# SELECTED EXCERPT
= = = = = = =
Lack of freedom and human rights
According to the Constitution shall: “All inhabitants of the realm have the right to free exercise of their religion”. And paradoxically: “The King shall at all times profess the Evangelical-Lutheran religion.” This automatically includes the heirs. And implies they don’t have freedom of religion, unless they abdicate or give up the succession to the Throne.
The royals have a very limited freedom of speech and they are expected to be politically correct at any time. Their activity in social media is probably monitored and with strict limitations. Even “liking” an image can imply some sort of opinion. Of course, they can’t vote.
They are not free to join any organization, which is also a human right. Neither can they appear in public without security guards. And even though the Norwegian media for the most part respects some privacy, everything is potentially newsworthy; every drunken escapade, illness and diagnosis, every girlfriend or boyfriend, every break-up.
Monarchies are built on archaic traditions and values
While almost one third of couples in Norway choose not to get married, heirs must be born in legal marriage. The princes and princess can neither marry without personal permission from the King.
Additionally, the Constitution states: “The Royal Princes and Princesses shall not personally be answerable to anyone other than the King, or whomever he decrees to sit in judgment on them.”
All of this implies Norway’s most important law justifies a restraining and old-fashioned life for a group of people: Christian, heterosexual, married with biological children, and where grown people are not free to make life choices without a parent’s or grandparent’s permission.
This combined with lack of human rights, does in my opinion, not entitle them to a free life. Neither does all of this reflect Norway’s diversity.
= = = = = = =
# DATA SECTION
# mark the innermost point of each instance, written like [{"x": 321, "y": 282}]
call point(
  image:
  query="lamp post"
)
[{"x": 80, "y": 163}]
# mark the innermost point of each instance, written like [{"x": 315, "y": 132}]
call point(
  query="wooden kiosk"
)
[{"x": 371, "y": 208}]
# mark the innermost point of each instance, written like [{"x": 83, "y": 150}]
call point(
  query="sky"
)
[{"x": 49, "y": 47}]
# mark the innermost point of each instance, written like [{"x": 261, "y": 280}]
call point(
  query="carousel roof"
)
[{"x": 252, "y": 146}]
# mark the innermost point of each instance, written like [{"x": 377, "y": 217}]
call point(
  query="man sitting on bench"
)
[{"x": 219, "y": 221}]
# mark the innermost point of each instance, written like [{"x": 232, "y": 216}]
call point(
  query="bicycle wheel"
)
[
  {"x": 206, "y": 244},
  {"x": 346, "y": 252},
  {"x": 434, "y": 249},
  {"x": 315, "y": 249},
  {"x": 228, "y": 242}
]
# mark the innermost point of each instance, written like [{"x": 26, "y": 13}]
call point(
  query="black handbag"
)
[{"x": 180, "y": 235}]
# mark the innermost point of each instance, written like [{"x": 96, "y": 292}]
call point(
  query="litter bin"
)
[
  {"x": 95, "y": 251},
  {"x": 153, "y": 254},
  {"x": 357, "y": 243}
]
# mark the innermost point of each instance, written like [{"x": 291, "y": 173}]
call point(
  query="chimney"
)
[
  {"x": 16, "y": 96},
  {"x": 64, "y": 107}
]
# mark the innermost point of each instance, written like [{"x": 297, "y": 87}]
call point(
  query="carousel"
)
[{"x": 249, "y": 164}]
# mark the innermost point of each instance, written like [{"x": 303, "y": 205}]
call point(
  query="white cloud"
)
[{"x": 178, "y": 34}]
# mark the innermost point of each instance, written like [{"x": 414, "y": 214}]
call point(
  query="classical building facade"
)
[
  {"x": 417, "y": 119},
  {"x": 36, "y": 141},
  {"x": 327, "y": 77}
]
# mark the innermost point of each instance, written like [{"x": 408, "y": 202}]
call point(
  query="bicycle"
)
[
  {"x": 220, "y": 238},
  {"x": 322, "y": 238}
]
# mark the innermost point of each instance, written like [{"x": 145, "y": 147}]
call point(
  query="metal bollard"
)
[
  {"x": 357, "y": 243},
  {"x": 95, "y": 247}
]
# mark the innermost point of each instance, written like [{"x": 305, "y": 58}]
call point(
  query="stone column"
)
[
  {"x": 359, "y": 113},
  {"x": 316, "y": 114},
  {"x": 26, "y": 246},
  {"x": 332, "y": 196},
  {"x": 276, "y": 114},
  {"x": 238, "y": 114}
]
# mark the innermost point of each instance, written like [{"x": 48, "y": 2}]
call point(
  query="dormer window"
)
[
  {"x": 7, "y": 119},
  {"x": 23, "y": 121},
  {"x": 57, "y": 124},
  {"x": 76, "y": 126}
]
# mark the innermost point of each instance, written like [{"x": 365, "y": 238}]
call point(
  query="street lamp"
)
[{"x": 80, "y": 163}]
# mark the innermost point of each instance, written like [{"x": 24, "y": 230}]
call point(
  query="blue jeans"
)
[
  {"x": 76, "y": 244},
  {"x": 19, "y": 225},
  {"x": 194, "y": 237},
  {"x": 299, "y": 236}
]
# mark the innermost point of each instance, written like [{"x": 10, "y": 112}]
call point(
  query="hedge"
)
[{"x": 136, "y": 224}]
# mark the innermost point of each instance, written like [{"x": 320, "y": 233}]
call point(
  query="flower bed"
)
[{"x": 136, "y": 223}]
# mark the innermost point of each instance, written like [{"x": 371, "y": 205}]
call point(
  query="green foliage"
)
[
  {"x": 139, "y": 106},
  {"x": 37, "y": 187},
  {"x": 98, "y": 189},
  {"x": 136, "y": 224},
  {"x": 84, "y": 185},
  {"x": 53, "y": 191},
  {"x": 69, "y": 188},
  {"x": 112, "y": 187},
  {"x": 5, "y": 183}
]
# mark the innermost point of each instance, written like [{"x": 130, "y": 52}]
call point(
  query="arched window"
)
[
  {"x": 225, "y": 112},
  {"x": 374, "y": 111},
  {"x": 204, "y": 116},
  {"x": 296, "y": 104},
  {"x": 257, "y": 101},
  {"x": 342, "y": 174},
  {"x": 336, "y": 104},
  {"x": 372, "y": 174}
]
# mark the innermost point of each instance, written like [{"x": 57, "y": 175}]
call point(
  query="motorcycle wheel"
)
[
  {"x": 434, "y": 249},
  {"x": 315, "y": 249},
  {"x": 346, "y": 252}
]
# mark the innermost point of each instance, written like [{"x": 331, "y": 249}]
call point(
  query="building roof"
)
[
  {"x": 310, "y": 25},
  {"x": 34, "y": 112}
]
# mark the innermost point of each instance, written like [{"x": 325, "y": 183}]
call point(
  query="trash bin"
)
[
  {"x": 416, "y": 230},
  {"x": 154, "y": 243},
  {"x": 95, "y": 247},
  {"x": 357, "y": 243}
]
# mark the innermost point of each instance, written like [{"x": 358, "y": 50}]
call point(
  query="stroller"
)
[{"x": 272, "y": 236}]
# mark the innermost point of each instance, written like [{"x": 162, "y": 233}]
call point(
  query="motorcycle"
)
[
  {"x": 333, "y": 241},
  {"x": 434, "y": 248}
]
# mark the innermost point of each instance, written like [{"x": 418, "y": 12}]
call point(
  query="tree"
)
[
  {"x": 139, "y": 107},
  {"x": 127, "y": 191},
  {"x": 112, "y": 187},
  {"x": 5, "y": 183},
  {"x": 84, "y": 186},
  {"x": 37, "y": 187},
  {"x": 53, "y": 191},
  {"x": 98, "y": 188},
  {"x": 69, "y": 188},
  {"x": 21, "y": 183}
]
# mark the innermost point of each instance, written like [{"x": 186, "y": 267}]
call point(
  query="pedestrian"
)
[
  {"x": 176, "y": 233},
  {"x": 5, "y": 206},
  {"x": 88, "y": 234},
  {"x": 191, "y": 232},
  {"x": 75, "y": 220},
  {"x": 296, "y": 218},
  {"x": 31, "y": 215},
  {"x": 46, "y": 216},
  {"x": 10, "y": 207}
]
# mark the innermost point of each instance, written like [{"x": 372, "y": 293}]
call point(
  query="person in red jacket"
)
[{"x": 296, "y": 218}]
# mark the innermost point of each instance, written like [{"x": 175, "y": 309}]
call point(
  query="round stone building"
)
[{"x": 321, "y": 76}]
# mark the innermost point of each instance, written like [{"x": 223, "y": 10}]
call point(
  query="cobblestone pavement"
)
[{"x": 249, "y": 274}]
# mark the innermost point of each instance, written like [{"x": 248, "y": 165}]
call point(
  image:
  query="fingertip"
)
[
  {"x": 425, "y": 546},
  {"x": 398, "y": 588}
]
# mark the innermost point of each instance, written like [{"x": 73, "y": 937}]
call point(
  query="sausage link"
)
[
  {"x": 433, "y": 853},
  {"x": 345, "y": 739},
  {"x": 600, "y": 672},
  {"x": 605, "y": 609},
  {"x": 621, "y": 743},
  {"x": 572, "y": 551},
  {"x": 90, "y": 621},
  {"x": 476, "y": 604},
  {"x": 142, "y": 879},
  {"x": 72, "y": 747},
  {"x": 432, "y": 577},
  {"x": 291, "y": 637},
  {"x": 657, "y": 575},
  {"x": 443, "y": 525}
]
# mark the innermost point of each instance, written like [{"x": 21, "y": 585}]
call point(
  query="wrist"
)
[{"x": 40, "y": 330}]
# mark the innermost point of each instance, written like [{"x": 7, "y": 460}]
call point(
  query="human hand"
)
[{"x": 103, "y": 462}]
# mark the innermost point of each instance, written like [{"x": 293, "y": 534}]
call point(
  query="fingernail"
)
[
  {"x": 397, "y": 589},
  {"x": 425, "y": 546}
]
= = = = = = =
# WHAT TO DO
1. Answer these questions about the text on the Norwegian royals:
(a) What religion must the King profess at all times, according to the Constitution?
(b) What share of couples in Norway choose not to get married?
(c) Whose personal permission do the princes and princess need in order to marry?
2. Write out the part of the text on the Norwegian royals starting with "The royals have" and going on through "they can’t vote.".
3. Extend the text on the Norwegian royals, picking up after its last sentence.

# RESULTS
1.
(a) The Evangelical-Lutheran religion.
(b) Almost one third.
(c) The King's.

2.
The royals have a very limited freedom of speech and they are expected to be politically correct at any time. Their activity in social media is probably monitored and with strict limitations. Even “liking” an image can imply some sort of opinion. Of course, they can’t vote.

3.
It’s not easy to abdicate
An argument commonly used by monarchists, is the possibility of giving up succession to the Throne or to abdicate. But is this a choice anyone should have to make?
Being raised as an heir from birth, and then going into history as one who didn’t or couldn’t want to be the King or Queen of Norway, can hardly be easy. Hypothetically, because you want to marry a Muslim and convert, because you want to go into politics, or just don’t feel strong enough?
Lack of criticism
The Parliament took out the word “holiness” from the Constitution some years ago. But I still think the level of respect for someone who is Head of State is frankly, too high. There are very few who criticizes the King and Queen personally. Even when it is relevant.
Many may not know that when Church and State separated some years ago, The King was asked what he thought about keeping the paragraph in the Constitution which states the King has to be of Lutheran faith.
When asked for his opinion, the King replied: “It is natural the King remains Christian”. And this resulted in the Parliament not changing the Constitution, even though the majority, most likely, was in favour.
nd as such, Church and State in Norway are not totally separated. Additionally, heirs don’t have freedom of religion. Only a few newspapers had the courage to speak up. This would never be possible in a republic.
We romanticize the monarchy
The Royal family is privileged, and probably for the most part, happy. But most monarchists seem to forget this isn’t something they have chosen, and that it may not be a very desirable life.
Frankly, I think all the glory and admiration of people just because of their birth, belong in fairy tales, and not in a democratic country in 2022.
Anyway, it is close to impossible to have a rational constitutional debate in Norway. People tend to get overwhelmed with emotions, and it almost always comes down to how wonderful the Royal family is.
That’s why most people won’t listen to any of these arguments, and why Norway most likely will remain a constitutional monarchy in several generations to come.